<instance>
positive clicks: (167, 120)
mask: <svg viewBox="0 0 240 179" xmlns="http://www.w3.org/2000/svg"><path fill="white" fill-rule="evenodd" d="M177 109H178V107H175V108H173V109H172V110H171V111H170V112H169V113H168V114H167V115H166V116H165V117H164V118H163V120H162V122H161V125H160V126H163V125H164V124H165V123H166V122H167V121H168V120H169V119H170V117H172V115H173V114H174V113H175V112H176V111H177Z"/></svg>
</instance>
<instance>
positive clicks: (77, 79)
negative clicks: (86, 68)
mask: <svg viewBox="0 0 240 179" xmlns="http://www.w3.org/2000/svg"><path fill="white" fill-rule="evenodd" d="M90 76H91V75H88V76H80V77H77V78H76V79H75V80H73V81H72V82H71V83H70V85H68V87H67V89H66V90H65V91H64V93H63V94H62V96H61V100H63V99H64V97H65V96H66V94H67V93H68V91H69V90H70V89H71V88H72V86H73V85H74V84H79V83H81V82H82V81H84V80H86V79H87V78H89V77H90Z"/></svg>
----
## What the task asks:
Quote, word for word, every line starting at the one that contains "</instance>" and ending with the final line of the entries.

## Response:
</instance>
<instance>
positive clicks: (77, 79)
negative clicks: (86, 68)
mask: <svg viewBox="0 0 240 179" xmlns="http://www.w3.org/2000/svg"><path fill="white" fill-rule="evenodd" d="M90 76H91V75H88V76H80V77H77V78H76V79H75V80H73V81H72V82H71V83H70V85H68V87H67V89H66V90H65V91H64V93H63V94H62V96H61V100H63V99H64V97H65V96H66V94H67V93H68V91H69V90H70V89H71V88H72V86H73V85H74V84H79V83H81V82H82V81H84V80H86V79H87V78H89V77H90Z"/></svg>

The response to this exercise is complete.